Source data:
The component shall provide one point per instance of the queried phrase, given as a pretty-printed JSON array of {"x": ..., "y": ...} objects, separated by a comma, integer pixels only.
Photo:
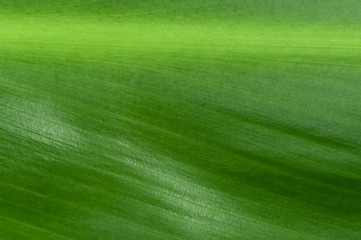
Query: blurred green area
[{"x": 180, "y": 120}]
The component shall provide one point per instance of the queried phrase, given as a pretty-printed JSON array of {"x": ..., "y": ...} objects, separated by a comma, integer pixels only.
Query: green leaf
[{"x": 180, "y": 120}]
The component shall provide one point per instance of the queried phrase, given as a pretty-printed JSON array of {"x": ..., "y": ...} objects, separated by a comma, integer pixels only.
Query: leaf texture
[{"x": 184, "y": 119}]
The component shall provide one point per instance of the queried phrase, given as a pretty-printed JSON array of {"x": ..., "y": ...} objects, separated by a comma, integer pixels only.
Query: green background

Exercise brief:
Can you return all the entries above line for line, without any change and with the pictures left out?

Expected output:
The component shall provide one point per instance of the queried phrase, given as a pretty-printed JSON array of {"x": ..., "y": ...} objects, separated by a comma, integer pixels only.
Photo:
Query: blurred green area
[{"x": 180, "y": 120}]
The component shall provide one point per instance of the queried phrase, given as a pretty-printed JSON array of {"x": ..., "y": ...} objects, separated by a comma, integer pixels only.
Query: green leaf
[{"x": 180, "y": 120}]
The component shall provide one point per instance of the queried phrase, given as a pretty-printed JSON array of {"x": ..., "y": ...} objects, separated by a comma, integer pixels only.
Query: leaf texture
[{"x": 184, "y": 119}]
The component shall provide one point per instance of the queried phrase, given as a pretty-printed JSON array of {"x": ..., "y": ...} objects, separated by a comma, integer pixels only.
Query: green background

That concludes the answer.